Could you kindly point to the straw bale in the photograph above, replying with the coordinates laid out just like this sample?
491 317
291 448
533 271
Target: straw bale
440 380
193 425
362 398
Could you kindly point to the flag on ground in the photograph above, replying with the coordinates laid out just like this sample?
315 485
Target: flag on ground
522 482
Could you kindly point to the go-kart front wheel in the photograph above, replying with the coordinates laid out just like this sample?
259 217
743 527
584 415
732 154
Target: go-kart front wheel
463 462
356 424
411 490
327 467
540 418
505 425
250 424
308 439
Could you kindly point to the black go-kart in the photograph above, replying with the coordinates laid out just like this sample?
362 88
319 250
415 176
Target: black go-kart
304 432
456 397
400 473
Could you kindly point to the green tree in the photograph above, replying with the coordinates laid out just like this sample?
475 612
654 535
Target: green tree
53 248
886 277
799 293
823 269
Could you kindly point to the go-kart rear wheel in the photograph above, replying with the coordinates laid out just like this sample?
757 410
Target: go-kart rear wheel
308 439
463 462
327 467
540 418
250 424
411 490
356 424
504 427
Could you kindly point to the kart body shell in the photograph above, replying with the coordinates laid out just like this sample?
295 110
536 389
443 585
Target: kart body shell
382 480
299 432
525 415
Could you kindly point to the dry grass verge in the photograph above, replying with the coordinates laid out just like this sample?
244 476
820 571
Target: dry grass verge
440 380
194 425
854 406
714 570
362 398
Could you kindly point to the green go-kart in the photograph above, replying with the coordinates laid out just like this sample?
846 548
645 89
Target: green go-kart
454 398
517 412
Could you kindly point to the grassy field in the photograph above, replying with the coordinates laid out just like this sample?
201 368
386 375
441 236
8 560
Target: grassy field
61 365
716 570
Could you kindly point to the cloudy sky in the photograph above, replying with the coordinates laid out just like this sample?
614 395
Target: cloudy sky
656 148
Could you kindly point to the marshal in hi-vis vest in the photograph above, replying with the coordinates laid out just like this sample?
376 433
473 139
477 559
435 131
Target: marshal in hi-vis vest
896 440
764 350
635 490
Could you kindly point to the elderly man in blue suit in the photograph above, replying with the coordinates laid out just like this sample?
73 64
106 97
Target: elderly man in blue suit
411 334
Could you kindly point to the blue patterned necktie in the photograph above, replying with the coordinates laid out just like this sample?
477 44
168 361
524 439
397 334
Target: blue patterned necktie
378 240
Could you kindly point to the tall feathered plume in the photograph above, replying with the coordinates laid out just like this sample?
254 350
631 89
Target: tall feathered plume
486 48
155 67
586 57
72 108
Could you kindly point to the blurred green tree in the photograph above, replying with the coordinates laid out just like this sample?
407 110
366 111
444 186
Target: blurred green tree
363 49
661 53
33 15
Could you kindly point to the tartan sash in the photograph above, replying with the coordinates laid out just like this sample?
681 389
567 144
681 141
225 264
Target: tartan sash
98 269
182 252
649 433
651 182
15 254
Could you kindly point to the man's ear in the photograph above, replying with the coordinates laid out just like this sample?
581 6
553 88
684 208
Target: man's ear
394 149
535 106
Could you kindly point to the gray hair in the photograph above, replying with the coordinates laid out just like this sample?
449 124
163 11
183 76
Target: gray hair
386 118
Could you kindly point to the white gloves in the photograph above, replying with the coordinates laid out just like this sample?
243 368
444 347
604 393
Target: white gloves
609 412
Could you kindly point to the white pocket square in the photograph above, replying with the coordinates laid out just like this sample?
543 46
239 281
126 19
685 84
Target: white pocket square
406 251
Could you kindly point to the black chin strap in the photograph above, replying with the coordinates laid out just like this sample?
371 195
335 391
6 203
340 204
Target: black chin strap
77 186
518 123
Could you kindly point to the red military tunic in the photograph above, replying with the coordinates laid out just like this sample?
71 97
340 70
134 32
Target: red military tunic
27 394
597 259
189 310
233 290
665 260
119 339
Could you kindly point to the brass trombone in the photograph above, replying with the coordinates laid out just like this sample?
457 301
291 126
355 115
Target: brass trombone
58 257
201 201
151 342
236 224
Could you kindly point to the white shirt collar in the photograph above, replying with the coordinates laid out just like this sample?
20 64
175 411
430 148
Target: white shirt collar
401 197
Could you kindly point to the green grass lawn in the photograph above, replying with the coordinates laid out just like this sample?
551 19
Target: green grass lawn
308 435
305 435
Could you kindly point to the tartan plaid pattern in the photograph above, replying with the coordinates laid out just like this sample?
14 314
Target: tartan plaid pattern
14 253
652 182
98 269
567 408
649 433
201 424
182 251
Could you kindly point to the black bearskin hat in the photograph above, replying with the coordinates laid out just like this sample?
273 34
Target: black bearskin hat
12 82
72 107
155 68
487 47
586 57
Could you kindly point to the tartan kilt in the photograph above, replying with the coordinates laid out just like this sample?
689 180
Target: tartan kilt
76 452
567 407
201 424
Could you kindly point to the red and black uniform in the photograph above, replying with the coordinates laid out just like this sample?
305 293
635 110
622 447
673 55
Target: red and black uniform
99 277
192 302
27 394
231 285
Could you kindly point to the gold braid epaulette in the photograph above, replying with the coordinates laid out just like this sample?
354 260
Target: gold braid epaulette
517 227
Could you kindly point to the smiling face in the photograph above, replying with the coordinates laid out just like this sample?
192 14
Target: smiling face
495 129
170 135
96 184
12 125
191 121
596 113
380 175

TASK PROMPT – Turn the rows above, starting at the one that contains "Could you kindly point to the gold" and ending at the last row, into a numbered list, and omit any blank lines.

FULL OUTPUT –
1. Could you kindly point to the gold braid epaulette in the photograph above, replying with the coordinates laid out just like this sample?
2. 354 260
3. Target: gold braid epaulette
4. 517 227
5. Could you kindly point to the smiling face in the photograph above, replying with the coordinates laid out just like this sample?
6. 192 14
7. Target: smiling face
8. 495 129
9. 170 135
10. 96 184
11. 12 125
12. 191 121
13. 596 113
14. 380 175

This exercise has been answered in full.